◆ WHAT NEEDS TO BE DONE
Below is a listing; write it out exactly and drop any images from it.

◆ MATERIAL TO PROCESS
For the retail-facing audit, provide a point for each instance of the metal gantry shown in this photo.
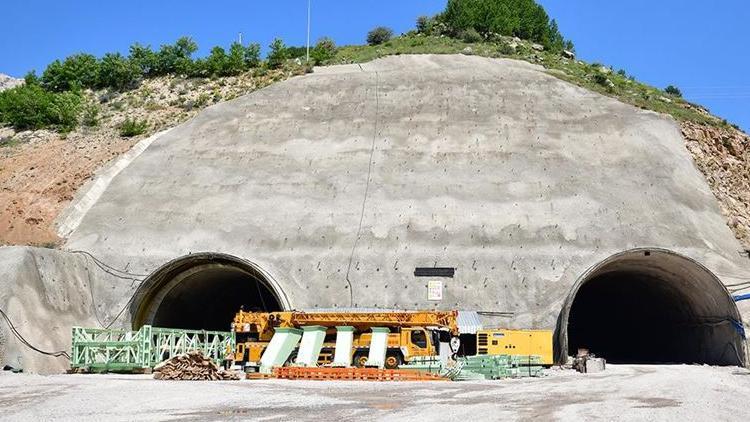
(116, 350)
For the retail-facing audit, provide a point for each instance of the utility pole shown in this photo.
(308, 29)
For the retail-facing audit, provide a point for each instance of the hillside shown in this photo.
(41, 170)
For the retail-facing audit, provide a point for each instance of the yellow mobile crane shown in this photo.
(412, 334)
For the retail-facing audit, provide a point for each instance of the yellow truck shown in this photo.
(412, 334)
(516, 343)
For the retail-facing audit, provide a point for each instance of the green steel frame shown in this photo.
(113, 350)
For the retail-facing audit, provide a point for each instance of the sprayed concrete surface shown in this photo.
(520, 181)
(632, 393)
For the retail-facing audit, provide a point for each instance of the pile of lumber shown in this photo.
(192, 366)
(352, 374)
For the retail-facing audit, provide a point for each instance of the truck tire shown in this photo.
(360, 359)
(392, 360)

◆ RESULT
For the retail-facing audit, provide a point for each instance of the metal gantry shown in this photo.
(116, 350)
For the retail-facing audit, provide a point for each instance of the utility pole shown in this photo.
(308, 29)
For the retail-facing audit, provide a point for each instance of the hillside shown in this photo.
(41, 170)
For the retail-facing audit, provide a point for each instance of the yellow mobile crane shown in this photo.
(412, 334)
For the retail-facing audit, provide a point for each instance of the yellow truck shown in this photo.
(412, 334)
(516, 343)
For the retail-facing audit, provide a point for each instance of the green steel frame shown in this photo.
(113, 350)
For the retail-facing audit, provide a point for each instance of the sprayed concrete surface shown in this photo.
(520, 181)
(632, 393)
For the retail-facing audit, provide a point for each instance of the pile of lumber shown in this photo.
(192, 366)
(352, 374)
For the retail-facing audit, provide a point for each instance of the truck tire shown in this photo.
(360, 359)
(392, 360)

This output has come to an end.